# [Tekst]
──────

05 december 2012

De idioten

Ze belde bij me aan, en vroeg of ze even binnen mocht komen.

‘Ik zag dat u de afwas stond te doen, en dat stelt me altijd gerust. Mensen zonder een afwasmachine, daar kan ik goed mee praten, denk ik.’

Ze was al behoorlijk zwanger. Ik feliciteerde haar en vroeg of ze niet te veel last had van de zwangerschap. Dat viel best mee. Voor zover ik kon zien, was zij geen prinses. Het zou haar dus bespaard blijven dat de dag na de aankondiging van de uitzettende buik er al computersimulaties in de krant zouden staan van hoe het kind in de buik eruit zou kunnen gaan zien. Over haar buik ook geen berichten in het nieuws met de woorden voor extreme ochtendmisselijkheid die zou kunnen wijzen op een tweeling in aantocht. Dat je dat hebt, is toch al erg genoeg, denk ik dan. Moet dat dan ook nog allemaal in de krant? Ik kon weer iets toevoegen aan mijn lijstje ‘dingen die ik gelukkig nooit geworden ben’: gelukkig ben ik geen prins, en gelukkig ben ik niet met een prinses getrouwd, gelukkig ben ik nog niet zwanger.

Ik bood haar meteen mijn zachte leeszetel aan. Die heet Theo. Maar dat is verder geen probleem, hij zit gewoon geweldig goed. Is wel een XL-maat, en zij was wat aan de kleine kant. Buik wat vooruit, bengelende benen.

──────

# [Verzameld materiaal]
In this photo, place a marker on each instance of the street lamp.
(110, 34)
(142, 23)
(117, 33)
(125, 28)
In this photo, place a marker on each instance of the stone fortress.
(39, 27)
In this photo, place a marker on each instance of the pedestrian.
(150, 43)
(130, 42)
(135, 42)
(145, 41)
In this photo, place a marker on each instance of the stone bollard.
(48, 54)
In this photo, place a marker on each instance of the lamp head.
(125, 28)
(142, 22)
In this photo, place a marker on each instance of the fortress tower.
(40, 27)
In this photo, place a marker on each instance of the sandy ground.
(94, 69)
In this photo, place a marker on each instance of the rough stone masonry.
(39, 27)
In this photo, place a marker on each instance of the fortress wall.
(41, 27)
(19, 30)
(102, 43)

──────

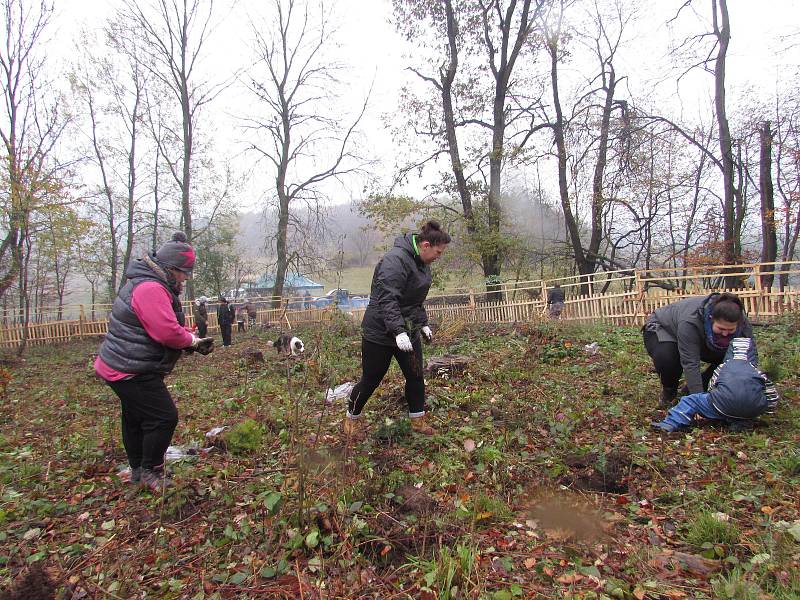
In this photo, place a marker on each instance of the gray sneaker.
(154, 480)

──────

# [Opdrachten]
(a) Welke naam heeft de leeszetel die de ik-figuur aanbiedt in de tekst over de zwangere bezoekster?
(b) Zet de tekst over de zwangere bezoekster voort vanaf de laatste zin.

# [Antwoorden]
(a) Theo.

(b)
‘Ik heb het gevoel dat mijn zwangerschap vooral een effect heeft op de hormonen van mijn vriend. Hij staat zo scherp de hele tijd. Letterlijk en figuurlijk. Sinds hij zoveel is afgevallen, is dat alleen maar erger geworden. Vroeger was hij nog grappig. Nu veel minder. En sinds hij die streepjespakken aan heeft, is de humor helemaal ver te zoeken.’

Ze keek naar een punt ergens in de verte (ongeveer in mijn keuken waarschijnlijk). Haar ogen leken vermoeid, terwijl ze veel aanleg hadden voor guitigheid. Dat zag je aan de pretrimpeltjes.

‘Ik heb veel last van de oprukkende verbale agressie. Ik kan er steeds minder tegen eigenlijk. Mensen roepen de hele tijd, kankeren over alles, zeuren en zagen, en geven de schuld aan anderen, aan alle anderen. Mijn vriend heeft daar ook last van. En hij heeft het dan altijd over ‘ze’. Weet u wie ze zijn? Ik ook niet. Dan roept hij ineens, tussen het hoofdgerecht en het dessert. Ik had die tagliatelli met savooikool gemaakt van Jeroen Meus, lekker trouwens. Hij roept dan: en als ze vinden dat ik de afwas met de hand moet doen, dat ze het dan vooral zeggen! Dat is zo’n stijlfiguur, die als ze het…dat ze het dan… En ik vraag dan nog wie die ze wel zouden zijn. En dan kijkt hij me aan met zo’n blik van, uweetwel.’

Ik wist het eigenlijk niet, maar haar ogen leken nog droeviger te worden. Het punt in de verte was nu al dichterbij (ongeveer ter hoogte van de piano waarschijnlijk).

‘En ’s morgens in de badkamer is er ook altijd wel iets. Een kwartier voor de wekker afgaat, duwt hij mij uit bed, want dan moet ik voor hem de verwarming aan gaan zetten in de badkamer. Ik kruip dan nog even terug in bed, en dan staat hij op. Als ik dan na een tijdje ook in de badkamer wil, dan mag ik niet binnen. Hij roept dan: de badkamer is niet van iedereen, de badkamer is deze ochtend vooral van mij. En dan sta ik daar in mijn blootje in de gang. Vroeger zou ik dan koffie zijn gaan zetten, maar met de zwangerschap kan ik die geur van koffie niet zo goed verdragen. Niet extreem hoor, gewoon een beetje.’

Ik had haar ondertussen ook al mijn dekentje aangeboden. Ze had zich er helemaal in teruggetrokken.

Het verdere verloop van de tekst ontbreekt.